- EXERCISE REQUIREMENTS
Each line below from the "Target: snow covered ground" line through the "output [[309, 51]]." line, those two included, must be restated word for word; the pictures must not be.

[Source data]
* * *

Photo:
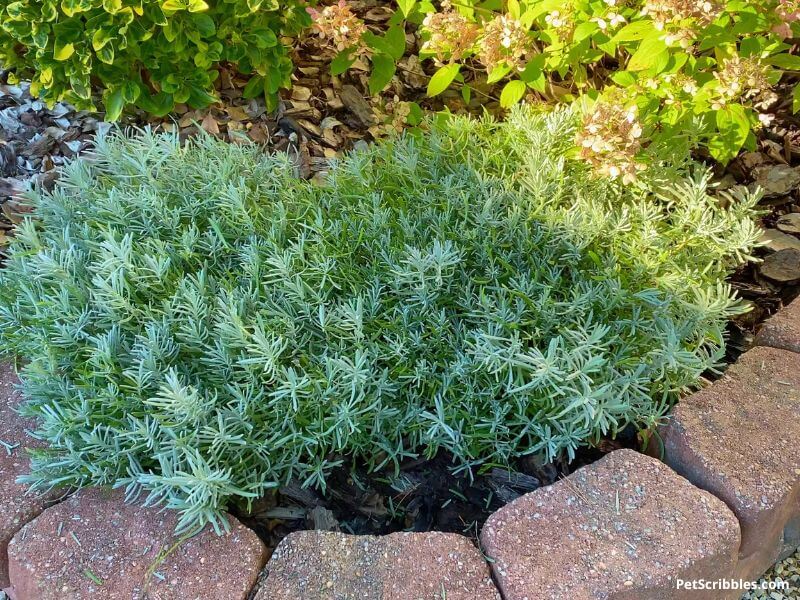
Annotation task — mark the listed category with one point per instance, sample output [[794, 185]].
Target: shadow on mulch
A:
[[425, 495]]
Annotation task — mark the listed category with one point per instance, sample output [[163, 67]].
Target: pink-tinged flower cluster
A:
[[610, 140], [743, 79], [788, 12], [681, 19], [562, 22], [338, 25], [504, 42], [451, 34]]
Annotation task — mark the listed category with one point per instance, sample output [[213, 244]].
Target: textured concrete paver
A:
[[17, 506], [93, 546], [623, 528], [782, 330], [738, 439], [316, 565]]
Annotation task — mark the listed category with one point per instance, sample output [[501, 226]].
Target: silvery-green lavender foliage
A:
[[200, 325]]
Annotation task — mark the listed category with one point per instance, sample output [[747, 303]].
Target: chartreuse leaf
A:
[[114, 102], [512, 93], [383, 69], [652, 53], [63, 51], [406, 6], [796, 98], [733, 127], [442, 79]]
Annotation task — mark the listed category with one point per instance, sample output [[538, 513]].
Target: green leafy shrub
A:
[[150, 53], [201, 325], [705, 65]]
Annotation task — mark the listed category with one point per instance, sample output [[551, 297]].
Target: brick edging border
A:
[[723, 504]]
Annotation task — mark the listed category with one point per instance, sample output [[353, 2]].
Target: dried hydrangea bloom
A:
[[338, 25], [562, 22], [504, 42], [676, 12], [610, 139], [451, 34], [609, 22], [788, 12], [681, 19], [743, 79]]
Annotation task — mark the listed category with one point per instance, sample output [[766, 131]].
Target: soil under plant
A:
[[426, 495]]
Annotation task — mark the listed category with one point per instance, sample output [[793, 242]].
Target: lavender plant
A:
[[199, 325]]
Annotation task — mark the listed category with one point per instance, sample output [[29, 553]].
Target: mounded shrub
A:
[[150, 53], [200, 325]]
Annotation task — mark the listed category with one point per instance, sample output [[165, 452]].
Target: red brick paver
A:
[[623, 528], [316, 565], [95, 547], [17, 506], [738, 439]]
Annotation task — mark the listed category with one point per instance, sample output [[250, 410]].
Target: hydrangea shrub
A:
[[709, 66], [199, 325]]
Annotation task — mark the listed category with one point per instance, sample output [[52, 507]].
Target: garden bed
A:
[[451, 480]]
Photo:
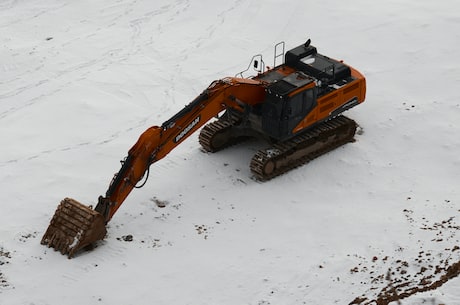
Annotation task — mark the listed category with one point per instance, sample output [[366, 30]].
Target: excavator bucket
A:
[[74, 226]]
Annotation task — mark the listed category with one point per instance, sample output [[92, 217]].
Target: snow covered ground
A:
[[80, 80]]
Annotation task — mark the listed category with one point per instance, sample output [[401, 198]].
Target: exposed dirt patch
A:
[[437, 262], [4, 259]]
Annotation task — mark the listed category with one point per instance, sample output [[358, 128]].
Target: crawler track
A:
[[282, 157], [220, 134]]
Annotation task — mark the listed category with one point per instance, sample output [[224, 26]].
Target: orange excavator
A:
[[296, 106]]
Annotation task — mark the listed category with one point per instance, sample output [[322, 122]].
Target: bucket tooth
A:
[[73, 227]]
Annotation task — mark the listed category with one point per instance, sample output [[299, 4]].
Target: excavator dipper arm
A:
[[75, 226]]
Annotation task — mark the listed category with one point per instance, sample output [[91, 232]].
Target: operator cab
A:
[[295, 86]]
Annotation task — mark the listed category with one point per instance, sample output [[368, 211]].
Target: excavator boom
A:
[[75, 226], [296, 106]]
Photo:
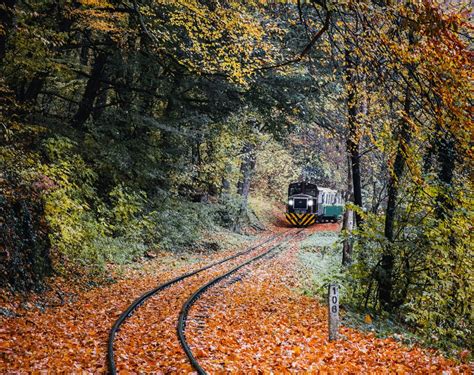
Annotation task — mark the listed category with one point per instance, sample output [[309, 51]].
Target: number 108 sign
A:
[[333, 304]]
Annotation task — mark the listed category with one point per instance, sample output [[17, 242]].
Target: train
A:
[[309, 204]]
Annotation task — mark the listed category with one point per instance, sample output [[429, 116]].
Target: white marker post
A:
[[333, 304]]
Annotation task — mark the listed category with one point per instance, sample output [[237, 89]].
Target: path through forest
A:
[[257, 320]]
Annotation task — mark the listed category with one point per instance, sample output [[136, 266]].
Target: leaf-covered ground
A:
[[255, 321]]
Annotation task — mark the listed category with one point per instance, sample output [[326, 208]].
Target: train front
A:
[[302, 204]]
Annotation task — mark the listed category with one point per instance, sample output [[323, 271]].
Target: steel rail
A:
[[140, 300], [183, 316]]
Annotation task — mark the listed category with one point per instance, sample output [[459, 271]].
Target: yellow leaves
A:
[[220, 40]]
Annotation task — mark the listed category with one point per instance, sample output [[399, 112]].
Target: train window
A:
[[295, 189], [311, 189]]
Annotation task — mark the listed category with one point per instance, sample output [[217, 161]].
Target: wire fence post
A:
[[333, 307]]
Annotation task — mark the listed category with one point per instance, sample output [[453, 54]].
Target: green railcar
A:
[[308, 204]]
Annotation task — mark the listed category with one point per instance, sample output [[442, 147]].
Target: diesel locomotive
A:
[[309, 204]]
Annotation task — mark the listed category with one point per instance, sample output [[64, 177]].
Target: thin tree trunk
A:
[[387, 262], [243, 187], [6, 22], [353, 138]]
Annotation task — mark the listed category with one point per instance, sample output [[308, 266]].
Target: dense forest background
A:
[[135, 125]]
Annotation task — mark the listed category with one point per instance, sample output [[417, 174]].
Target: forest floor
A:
[[257, 321]]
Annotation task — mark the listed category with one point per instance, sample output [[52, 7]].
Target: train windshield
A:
[[303, 188], [311, 189], [295, 189]]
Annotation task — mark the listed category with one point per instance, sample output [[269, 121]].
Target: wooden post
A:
[[333, 306]]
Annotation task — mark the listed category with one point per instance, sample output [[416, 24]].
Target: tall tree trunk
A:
[[446, 155], [6, 22], [348, 220], [91, 91], [243, 187], [387, 262]]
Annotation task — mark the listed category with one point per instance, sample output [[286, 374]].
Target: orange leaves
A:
[[250, 323], [259, 323]]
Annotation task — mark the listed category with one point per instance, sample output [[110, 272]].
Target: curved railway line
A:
[[133, 307]]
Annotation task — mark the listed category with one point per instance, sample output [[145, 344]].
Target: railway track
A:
[[183, 316], [133, 307]]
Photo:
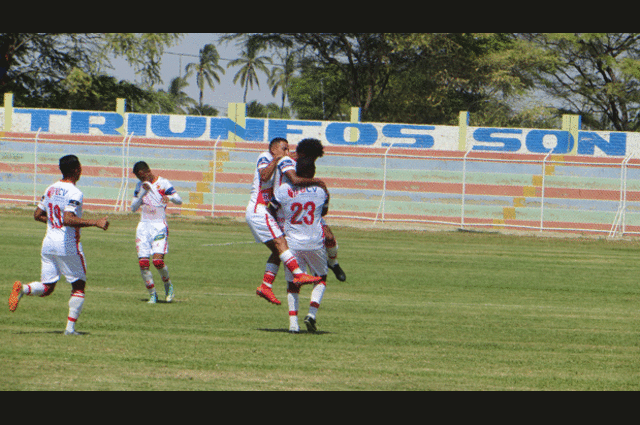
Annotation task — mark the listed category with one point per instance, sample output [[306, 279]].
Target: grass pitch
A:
[[419, 311]]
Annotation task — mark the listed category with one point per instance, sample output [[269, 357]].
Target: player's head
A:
[[306, 167], [279, 145], [141, 169], [311, 148], [70, 166]]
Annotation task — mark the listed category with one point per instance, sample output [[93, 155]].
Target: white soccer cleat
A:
[[170, 294]]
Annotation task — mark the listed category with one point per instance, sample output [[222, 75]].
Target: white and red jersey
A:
[[152, 208], [302, 208], [60, 239], [261, 192]]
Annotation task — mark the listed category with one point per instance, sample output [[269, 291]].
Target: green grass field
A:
[[419, 311]]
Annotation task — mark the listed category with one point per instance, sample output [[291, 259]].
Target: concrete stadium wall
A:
[[551, 192]]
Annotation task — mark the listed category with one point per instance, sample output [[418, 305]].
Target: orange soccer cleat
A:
[[265, 292], [304, 279], [16, 294]]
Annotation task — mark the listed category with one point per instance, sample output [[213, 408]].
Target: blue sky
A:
[[224, 93]]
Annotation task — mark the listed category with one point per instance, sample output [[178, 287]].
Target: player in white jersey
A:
[[61, 209], [285, 173], [263, 225], [151, 196], [303, 208]]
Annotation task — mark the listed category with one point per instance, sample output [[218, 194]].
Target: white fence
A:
[[466, 189]]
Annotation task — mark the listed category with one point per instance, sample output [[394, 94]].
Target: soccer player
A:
[[263, 225], [61, 209], [311, 148], [152, 194], [303, 208]]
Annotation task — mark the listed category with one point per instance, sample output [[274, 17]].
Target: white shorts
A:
[[152, 238], [315, 261], [262, 224], [72, 267]]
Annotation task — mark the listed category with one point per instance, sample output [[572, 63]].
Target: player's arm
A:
[[267, 172], [173, 196], [138, 194], [40, 215], [71, 220]]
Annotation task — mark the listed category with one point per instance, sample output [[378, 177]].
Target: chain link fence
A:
[[375, 185]]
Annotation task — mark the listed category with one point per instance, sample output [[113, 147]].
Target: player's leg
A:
[[293, 293], [256, 219], [49, 276], [74, 269], [331, 246], [265, 290], [143, 247], [289, 260], [159, 264], [317, 261], [76, 302], [160, 247], [293, 301]]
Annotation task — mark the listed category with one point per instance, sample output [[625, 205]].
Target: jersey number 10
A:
[[302, 213], [55, 217]]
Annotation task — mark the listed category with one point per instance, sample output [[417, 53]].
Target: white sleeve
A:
[[136, 203], [138, 194], [175, 198]]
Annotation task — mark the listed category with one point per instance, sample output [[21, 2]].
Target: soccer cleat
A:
[[311, 324], [337, 270], [14, 297], [170, 294], [304, 279], [266, 293]]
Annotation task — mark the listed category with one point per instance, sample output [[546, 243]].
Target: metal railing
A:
[[465, 189]]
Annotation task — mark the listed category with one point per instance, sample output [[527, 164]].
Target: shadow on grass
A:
[[283, 330], [48, 332]]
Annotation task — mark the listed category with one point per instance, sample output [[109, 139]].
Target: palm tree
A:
[[205, 69], [280, 77], [250, 65], [179, 97]]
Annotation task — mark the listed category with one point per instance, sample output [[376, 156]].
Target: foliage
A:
[[250, 63], [271, 110], [595, 75]]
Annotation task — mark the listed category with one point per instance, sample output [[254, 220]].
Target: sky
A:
[[175, 59]]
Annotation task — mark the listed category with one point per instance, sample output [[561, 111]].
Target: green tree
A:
[[206, 69], [250, 63], [180, 98], [256, 109], [41, 62], [595, 75], [280, 77]]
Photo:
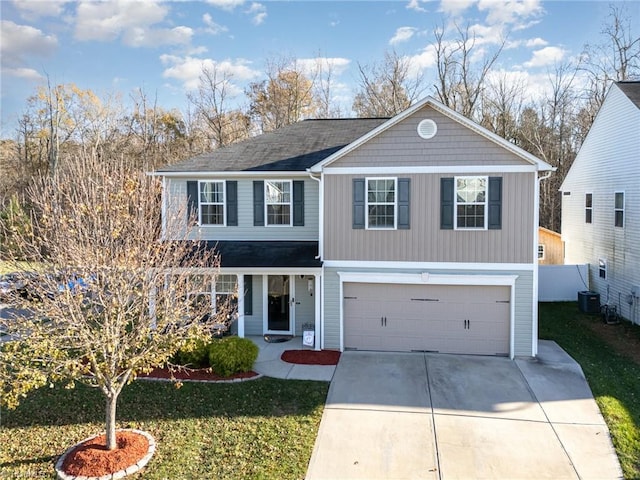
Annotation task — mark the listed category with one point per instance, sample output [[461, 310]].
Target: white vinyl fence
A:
[[561, 283]]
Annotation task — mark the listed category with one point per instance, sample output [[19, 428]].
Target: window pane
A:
[[212, 214]]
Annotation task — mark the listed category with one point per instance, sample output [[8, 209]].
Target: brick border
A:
[[112, 476]]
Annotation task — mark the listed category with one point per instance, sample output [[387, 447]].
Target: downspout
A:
[[536, 224], [319, 288]]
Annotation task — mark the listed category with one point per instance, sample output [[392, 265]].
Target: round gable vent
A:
[[427, 129]]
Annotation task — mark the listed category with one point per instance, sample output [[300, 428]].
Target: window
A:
[[211, 203], [278, 202], [471, 203], [602, 268], [619, 209], [381, 203]]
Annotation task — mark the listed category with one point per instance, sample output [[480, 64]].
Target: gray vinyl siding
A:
[[454, 144], [425, 241], [607, 162], [253, 323], [177, 191], [523, 321]]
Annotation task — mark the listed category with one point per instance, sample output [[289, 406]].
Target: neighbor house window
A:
[[619, 209], [381, 203], [602, 268], [278, 202], [212, 203], [471, 203]]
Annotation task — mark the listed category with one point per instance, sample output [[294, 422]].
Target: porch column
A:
[[318, 318], [240, 305]]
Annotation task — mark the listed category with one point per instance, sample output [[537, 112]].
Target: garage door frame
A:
[[432, 279]]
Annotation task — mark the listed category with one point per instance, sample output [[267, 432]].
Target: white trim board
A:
[[452, 169], [429, 265]]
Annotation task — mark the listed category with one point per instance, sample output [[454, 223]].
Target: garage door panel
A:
[[444, 318]]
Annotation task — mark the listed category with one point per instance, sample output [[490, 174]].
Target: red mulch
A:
[[92, 459], [311, 357], [203, 374]]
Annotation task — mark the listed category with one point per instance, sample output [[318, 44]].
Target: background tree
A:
[[98, 221], [285, 97], [388, 88]]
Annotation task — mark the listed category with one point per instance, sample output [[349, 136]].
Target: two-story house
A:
[[415, 233], [601, 199]]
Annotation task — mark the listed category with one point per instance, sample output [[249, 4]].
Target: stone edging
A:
[[233, 380], [112, 476]]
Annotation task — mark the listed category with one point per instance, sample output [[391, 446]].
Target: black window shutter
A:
[[232, 203], [404, 202], [258, 203], [192, 199], [446, 203], [358, 202], [248, 294], [495, 203], [298, 203]]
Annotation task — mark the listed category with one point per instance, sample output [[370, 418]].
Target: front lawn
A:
[[610, 358], [262, 428]]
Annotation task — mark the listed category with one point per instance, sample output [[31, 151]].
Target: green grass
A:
[[614, 378], [263, 428]]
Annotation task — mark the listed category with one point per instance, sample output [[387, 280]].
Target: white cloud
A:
[[415, 5], [225, 4], [187, 70], [131, 21], [32, 9], [403, 34], [212, 27], [18, 42], [259, 13], [455, 7], [545, 57]]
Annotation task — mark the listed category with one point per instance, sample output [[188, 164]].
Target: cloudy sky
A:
[[161, 46]]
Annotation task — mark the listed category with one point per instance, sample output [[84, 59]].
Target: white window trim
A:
[[616, 210], [588, 208], [224, 204], [366, 203], [266, 205], [455, 203]]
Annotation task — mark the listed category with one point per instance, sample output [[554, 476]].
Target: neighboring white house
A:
[[601, 202]]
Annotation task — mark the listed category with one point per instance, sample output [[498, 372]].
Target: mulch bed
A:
[[311, 357], [92, 459], [198, 374]]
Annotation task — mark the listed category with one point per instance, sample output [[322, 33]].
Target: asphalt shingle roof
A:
[[631, 90], [292, 148]]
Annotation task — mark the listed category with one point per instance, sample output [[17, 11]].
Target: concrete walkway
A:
[[430, 416], [270, 365]]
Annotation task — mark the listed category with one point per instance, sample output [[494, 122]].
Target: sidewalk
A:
[[270, 365]]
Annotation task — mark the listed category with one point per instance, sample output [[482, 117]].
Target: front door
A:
[[279, 304]]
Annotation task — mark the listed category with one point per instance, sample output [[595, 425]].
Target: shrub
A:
[[195, 354], [232, 355]]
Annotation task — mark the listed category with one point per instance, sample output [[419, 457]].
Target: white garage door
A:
[[437, 318]]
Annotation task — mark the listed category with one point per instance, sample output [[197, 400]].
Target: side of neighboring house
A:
[[550, 247], [601, 202], [412, 233]]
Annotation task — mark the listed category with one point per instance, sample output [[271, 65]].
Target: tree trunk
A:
[[112, 399]]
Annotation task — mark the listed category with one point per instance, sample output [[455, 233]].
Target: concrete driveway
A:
[[430, 416]]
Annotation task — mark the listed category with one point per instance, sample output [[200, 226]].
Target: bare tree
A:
[[108, 299], [387, 89], [226, 125], [285, 97], [460, 80]]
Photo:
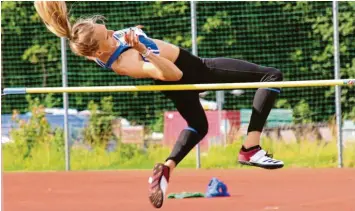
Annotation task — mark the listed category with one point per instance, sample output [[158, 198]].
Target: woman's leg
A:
[[224, 70], [189, 106]]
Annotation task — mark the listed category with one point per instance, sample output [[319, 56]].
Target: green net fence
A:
[[295, 37]]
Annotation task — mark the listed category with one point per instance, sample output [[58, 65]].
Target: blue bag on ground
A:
[[216, 188]]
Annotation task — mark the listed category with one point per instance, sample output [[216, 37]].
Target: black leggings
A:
[[222, 70]]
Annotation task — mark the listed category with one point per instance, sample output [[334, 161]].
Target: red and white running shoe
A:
[[158, 184], [260, 158]]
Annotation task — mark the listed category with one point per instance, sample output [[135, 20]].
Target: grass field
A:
[[45, 157]]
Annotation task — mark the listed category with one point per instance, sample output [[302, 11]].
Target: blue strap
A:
[[191, 129], [275, 90], [122, 48]]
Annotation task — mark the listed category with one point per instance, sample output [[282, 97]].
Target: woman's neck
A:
[[106, 55]]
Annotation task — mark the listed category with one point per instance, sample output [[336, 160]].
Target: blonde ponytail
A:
[[55, 17]]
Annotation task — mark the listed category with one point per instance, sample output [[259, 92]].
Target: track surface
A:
[[250, 189]]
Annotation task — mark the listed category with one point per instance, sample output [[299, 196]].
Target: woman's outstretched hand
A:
[[132, 40]]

* * *

- WRITTEN SOLUTION
Target: snow covered ground
A:
[[80, 80]]
Annotation task — mark the listed category with one point per instance, sample output [[401, 198]].
Target: exposed dirt patch
A:
[[437, 262], [4, 259]]
Annotation task — mark the listed category with one point per instance, sample output [[358, 128]].
Target: crawler track
A:
[[282, 157], [220, 134]]
Annotation task — mark the listed category with one point per instance, sample output [[224, 26]].
Target: orange excavator
A:
[[296, 106]]
Annotation task — mark the listed category with one point per instance, sample output [[322, 122]].
Target: bucket tooth
A:
[[73, 227]]
Annotation task — mark the listed category with one point per instance, sample output [[299, 4]].
Target: excavator dipper arm
A:
[[75, 226]]
Annotation task — mark the listed category with one point per instance, sample output [[91, 232]].
Target: operator cab
A:
[[295, 86]]
Annotation task — mark the listed category with one point per instance, sample output [[368, 211]].
Target: excavator boom
A:
[[75, 226], [296, 106]]
Photo:
Annotation task — mark the listed category with one point per instance, sample output [[309, 51]].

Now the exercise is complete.